PROBLEM TO SOLVE
Beginning with the line that mentions "Expected: for every instance of the bare tree", reproduce every line through the last line of the entries, exactly, and only those.

***** DATA EXTRACT

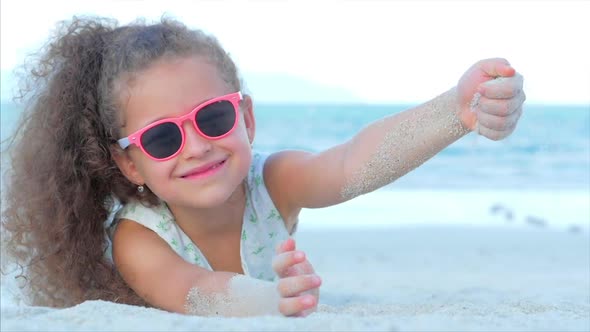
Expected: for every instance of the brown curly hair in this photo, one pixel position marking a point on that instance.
(62, 183)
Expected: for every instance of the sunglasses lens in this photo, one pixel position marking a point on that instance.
(162, 141)
(216, 119)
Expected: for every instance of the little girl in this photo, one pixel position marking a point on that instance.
(152, 118)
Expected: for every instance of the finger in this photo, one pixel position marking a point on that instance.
(293, 286)
(494, 135)
(497, 67)
(502, 87)
(500, 107)
(294, 305)
(499, 123)
(284, 261)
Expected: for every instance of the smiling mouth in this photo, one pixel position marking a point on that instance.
(205, 171)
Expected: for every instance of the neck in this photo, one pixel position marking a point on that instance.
(218, 220)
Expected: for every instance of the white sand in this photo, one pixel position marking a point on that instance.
(419, 278)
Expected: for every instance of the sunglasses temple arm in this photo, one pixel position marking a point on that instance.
(124, 142)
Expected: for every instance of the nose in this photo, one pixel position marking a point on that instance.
(195, 145)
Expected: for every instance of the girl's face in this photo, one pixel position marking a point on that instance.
(206, 172)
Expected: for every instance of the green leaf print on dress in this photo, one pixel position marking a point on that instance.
(164, 225)
(190, 249)
(273, 215)
(253, 219)
(258, 250)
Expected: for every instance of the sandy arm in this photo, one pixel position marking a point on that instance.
(377, 155)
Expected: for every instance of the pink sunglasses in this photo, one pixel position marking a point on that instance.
(164, 139)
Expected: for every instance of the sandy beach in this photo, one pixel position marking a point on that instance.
(447, 278)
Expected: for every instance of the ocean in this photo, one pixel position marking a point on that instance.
(538, 177)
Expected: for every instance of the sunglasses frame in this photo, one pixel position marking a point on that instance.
(135, 138)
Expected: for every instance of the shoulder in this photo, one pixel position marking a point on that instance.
(279, 172)
(151, 268)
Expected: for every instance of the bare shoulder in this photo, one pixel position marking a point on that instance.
(151, 268)
(280, 172)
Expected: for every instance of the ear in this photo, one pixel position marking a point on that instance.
(249, 118)
(126, 165)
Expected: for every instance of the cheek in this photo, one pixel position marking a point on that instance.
(156, 174)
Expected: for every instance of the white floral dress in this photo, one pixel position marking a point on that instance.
(263, 228)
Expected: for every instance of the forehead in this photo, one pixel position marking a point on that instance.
(169, 87)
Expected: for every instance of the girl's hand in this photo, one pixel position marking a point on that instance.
(298, 285)
(490, 98)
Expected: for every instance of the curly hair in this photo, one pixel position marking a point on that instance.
(62, 183)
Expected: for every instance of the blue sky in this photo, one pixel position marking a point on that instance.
(370, 51)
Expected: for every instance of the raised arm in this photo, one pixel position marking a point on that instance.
(391, 147)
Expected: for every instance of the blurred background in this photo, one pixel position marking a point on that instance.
(320, 71)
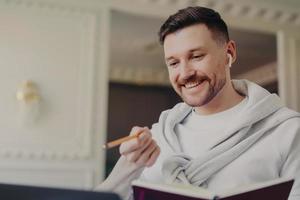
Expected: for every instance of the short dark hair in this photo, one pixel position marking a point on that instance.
(195, 15)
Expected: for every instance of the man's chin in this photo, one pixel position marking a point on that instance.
(195, 103)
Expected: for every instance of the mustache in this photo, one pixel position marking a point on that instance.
(195, 78)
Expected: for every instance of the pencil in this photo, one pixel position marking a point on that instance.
(119, 141)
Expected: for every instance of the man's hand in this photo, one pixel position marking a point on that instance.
(143, 150)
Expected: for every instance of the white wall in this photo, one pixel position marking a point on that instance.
(62, 49)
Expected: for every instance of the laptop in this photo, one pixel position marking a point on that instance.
(22, 192)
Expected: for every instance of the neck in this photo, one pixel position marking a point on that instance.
(225, 99)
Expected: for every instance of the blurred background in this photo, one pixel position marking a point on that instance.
(77, 73)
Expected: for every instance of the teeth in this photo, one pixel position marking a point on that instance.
(192, 84)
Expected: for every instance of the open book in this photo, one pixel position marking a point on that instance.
(278, 189)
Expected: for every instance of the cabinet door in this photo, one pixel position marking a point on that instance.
(48, 52)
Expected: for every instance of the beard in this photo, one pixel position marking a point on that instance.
(209, 90)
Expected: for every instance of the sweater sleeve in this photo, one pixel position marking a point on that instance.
(291, 164)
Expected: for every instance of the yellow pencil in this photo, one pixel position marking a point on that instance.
(120, 141)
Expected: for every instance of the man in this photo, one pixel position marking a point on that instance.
(226, 134)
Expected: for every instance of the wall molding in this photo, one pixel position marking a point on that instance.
(258, 15)
(80, 146)
(262, 75)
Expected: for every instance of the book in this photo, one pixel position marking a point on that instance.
(277, 189)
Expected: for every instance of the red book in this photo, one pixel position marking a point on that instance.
(278, 189)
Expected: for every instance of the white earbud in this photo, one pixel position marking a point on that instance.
(229, 60)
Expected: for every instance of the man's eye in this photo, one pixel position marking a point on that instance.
(197, 56)
(172, 64)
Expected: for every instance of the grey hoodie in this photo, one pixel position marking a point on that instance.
(262, 145)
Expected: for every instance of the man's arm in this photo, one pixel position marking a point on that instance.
(136, 154)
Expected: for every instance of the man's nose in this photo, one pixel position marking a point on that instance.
(187, 71)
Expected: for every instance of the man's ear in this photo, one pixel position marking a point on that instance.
(229, 59)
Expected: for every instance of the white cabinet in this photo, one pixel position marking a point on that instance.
(57, 47)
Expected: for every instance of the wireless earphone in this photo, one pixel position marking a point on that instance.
(229, 60)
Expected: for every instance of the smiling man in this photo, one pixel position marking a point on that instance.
(225, 134)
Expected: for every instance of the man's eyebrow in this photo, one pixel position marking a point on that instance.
(169, 58)
(196, 49)
(191, 50)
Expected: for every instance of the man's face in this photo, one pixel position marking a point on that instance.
(196, 64)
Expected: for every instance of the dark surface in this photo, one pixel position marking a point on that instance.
(134, 105)
(19, 192)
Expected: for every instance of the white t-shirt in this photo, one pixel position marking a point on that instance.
(209, 128)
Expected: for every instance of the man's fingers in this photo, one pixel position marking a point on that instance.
(135, 144)
(129, 146)
(153, 157)
(146, 154)
(134, 155)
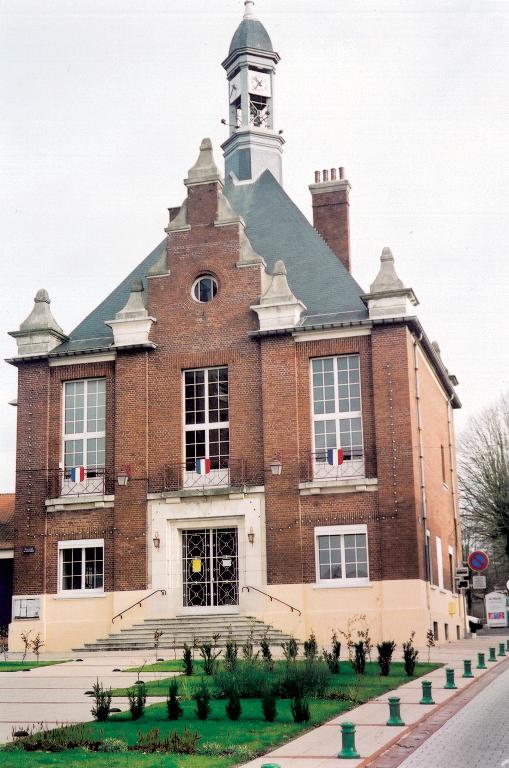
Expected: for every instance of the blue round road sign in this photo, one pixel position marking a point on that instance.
(478, 560)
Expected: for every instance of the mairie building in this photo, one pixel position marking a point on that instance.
(239, 428)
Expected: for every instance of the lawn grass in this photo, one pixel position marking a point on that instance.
(18, 666)
(248, 737)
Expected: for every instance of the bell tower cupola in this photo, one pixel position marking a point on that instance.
(253, 145)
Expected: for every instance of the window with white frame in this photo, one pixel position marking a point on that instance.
(206, 418)
(81, 566)
(84, 425)
(341, 553)
(337, 412)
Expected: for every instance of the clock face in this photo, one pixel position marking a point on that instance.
(234, 88)
(259, 83)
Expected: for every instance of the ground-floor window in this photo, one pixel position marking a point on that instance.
(210, 567)
(341, 554)
(81, 566)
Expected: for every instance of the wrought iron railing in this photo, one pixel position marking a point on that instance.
(96, 481)
(233, 473)
(138, 602)
(316, 466)
(273, 597)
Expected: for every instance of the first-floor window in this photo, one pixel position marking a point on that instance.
(81, 566)
(341, 555)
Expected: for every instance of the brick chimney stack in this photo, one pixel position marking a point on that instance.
(329, 194)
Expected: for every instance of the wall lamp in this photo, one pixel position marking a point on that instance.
(276, 465)
(123, 477)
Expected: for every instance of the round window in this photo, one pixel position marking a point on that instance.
(204, 288)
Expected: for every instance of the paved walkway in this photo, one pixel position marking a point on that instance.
(56, 695)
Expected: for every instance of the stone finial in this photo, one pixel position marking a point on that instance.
(249, 9)
(40, 332)
(388, 296)
(205, 169)
(278, 308)
(132, 323)
(387, 279)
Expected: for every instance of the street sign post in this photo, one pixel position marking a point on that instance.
(478, 560)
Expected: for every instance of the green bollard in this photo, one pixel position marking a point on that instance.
(449, 675)
(348, 742)
(394, 712)
(426, 693)
(467, 668)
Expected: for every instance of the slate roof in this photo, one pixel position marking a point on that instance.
(277, 230)
(250, 34)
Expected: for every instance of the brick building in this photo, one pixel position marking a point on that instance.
(238, 420)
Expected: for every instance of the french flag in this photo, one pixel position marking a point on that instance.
(202, 466)
(335, 456)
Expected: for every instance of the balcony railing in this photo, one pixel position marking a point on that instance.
(183, 476)
(317, 467)
(96, 482)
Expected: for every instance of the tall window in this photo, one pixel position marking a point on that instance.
(81, 566)
(337, 417)
(84, 425)
(341, 555)
(207, 432)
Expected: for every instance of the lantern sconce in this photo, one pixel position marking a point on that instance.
(276, 465)
(123, 476)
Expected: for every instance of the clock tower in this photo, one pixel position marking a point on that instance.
(253, 145)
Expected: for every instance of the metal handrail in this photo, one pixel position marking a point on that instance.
(138, 602)
(272, 597)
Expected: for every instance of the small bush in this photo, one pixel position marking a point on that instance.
(311, 647)
(202, 699)
(188, 660)
(385, 651)
(209, 656)
(173, 705)
(269, 704)
(410, 655)
(112, 745)
(290, 649)
(137, 696)
(101, 709)
(230, 654)
(300, 709)
(233, 707)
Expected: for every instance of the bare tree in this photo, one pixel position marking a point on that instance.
(484, 481)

**********

WRITTEN SOLUTION
Expected: for every instance of the bare tree in this photo, one pixel position marking a point on that instance.
(484, 481)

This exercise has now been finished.